# [What is being asked]
Copy word for word everything in the data below, from the line containing "Task: in the photo above, where can the green cabbage" down to the line containing "x=140, y=295".

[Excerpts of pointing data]
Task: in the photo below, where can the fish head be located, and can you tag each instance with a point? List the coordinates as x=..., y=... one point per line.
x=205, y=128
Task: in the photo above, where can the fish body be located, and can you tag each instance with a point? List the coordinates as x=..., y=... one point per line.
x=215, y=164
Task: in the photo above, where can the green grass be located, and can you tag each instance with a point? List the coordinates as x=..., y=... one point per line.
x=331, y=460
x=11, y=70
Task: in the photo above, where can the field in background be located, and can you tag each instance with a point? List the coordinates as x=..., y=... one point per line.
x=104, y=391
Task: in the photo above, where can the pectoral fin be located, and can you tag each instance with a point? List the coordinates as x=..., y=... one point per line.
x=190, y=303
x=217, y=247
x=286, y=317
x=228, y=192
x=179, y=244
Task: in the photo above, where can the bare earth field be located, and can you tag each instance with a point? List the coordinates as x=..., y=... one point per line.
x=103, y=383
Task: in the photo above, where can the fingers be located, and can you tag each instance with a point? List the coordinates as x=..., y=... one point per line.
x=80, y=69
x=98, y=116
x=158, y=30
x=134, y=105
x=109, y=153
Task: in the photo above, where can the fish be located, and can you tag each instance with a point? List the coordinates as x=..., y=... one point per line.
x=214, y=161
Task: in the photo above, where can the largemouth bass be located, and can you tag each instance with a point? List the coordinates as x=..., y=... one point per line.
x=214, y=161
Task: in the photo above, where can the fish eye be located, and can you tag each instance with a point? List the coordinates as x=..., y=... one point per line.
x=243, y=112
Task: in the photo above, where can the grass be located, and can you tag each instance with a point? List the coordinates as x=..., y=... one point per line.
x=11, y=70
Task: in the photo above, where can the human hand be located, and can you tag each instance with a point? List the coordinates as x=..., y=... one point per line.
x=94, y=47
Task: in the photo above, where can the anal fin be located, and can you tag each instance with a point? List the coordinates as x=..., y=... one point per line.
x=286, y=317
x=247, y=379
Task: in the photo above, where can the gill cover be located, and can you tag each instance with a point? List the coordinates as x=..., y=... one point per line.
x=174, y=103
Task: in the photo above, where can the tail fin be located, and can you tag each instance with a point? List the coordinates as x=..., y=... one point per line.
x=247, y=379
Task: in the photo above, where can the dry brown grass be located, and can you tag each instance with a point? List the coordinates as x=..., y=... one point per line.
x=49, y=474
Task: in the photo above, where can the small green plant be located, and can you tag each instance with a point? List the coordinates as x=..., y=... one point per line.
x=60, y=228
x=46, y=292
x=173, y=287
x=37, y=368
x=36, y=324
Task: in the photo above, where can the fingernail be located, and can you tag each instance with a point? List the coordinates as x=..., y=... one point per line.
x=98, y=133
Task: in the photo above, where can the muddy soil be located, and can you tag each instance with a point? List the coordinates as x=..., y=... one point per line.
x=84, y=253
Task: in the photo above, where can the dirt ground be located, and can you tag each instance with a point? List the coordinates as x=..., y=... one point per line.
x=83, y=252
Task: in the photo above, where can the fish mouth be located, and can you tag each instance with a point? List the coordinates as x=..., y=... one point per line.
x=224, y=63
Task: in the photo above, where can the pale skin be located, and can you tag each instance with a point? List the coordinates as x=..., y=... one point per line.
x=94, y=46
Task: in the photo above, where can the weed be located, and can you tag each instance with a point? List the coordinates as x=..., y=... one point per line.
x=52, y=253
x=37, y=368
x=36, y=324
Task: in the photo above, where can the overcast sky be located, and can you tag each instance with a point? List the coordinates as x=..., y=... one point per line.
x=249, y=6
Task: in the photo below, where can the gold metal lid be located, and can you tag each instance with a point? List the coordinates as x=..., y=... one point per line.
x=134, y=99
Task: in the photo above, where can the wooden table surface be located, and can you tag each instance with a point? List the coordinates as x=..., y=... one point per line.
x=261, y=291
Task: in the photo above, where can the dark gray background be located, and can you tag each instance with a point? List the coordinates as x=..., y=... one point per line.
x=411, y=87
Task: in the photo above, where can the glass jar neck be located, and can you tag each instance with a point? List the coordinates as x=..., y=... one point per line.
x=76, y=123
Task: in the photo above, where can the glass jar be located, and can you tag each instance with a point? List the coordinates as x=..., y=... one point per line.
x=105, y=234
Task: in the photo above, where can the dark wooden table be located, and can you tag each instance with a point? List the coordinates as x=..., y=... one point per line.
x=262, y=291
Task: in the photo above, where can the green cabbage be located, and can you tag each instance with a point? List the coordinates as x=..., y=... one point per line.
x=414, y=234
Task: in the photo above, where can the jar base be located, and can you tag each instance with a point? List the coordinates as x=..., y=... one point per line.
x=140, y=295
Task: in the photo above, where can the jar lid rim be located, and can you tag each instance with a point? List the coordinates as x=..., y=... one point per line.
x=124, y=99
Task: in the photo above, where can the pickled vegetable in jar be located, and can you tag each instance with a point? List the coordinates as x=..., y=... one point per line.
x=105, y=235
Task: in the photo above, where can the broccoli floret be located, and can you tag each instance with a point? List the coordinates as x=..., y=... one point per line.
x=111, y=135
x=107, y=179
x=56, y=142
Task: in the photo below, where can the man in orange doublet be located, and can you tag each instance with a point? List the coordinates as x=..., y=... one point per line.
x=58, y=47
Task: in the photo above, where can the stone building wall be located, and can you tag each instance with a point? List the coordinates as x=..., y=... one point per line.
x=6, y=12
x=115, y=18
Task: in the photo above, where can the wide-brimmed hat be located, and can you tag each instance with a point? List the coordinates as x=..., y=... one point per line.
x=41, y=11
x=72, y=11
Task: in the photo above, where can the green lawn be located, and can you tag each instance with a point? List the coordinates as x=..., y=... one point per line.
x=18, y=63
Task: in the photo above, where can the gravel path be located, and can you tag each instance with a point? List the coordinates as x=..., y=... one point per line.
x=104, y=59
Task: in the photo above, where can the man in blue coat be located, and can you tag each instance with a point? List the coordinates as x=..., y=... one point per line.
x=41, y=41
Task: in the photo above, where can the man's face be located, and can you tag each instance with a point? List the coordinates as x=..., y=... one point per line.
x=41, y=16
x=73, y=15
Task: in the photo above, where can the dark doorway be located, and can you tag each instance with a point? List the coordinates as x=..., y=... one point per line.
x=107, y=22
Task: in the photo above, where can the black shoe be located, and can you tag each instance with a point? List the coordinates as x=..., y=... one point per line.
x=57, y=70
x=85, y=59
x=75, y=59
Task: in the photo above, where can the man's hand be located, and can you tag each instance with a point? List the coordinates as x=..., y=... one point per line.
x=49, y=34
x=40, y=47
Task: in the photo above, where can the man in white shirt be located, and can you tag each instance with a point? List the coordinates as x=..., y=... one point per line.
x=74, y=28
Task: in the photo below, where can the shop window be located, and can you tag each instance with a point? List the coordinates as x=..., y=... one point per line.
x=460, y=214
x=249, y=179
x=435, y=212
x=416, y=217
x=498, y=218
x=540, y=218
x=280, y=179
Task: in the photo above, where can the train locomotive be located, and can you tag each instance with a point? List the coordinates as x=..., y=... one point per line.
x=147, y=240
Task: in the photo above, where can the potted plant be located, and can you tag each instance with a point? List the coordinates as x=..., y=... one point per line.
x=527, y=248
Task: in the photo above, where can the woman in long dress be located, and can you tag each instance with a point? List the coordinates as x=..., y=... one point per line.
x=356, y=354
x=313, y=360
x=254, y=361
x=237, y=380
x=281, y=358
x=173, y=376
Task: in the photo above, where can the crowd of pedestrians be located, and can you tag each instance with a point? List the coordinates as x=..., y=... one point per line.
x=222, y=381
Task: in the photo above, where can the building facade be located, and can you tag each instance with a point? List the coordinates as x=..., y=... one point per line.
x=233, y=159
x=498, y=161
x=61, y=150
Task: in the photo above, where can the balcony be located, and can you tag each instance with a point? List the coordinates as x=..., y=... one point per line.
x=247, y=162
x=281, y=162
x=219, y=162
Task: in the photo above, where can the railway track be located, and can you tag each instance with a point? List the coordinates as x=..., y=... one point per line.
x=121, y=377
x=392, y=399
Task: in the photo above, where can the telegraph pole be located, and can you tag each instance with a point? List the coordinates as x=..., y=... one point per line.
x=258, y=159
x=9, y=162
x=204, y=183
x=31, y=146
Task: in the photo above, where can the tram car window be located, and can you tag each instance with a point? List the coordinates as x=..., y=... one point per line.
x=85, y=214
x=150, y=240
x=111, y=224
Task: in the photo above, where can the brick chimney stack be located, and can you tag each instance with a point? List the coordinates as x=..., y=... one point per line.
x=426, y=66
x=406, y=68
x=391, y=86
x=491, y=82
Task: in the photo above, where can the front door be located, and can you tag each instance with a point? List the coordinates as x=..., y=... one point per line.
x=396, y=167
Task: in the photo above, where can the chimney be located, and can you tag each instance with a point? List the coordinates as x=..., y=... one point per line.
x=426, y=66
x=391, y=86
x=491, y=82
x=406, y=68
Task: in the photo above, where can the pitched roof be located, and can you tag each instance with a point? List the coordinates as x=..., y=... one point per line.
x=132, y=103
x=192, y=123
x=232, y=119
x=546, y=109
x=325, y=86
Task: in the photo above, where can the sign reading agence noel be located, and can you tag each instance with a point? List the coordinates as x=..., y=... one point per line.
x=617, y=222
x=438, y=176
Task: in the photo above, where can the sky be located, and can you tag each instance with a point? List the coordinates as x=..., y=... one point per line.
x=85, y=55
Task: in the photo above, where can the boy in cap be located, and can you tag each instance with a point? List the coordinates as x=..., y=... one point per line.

# [Correct answer]
Task: in the photo above, where can the green cabbage be located, and can you tag each instance with a point? List the coordinates as x=..., y=... one point per line.
x=414, y=234
Task: in the photo above, where can the jar base be located, and can you tag each instance with a point? List the coordinates as x=..., y=... one point per line.
x=140, y=295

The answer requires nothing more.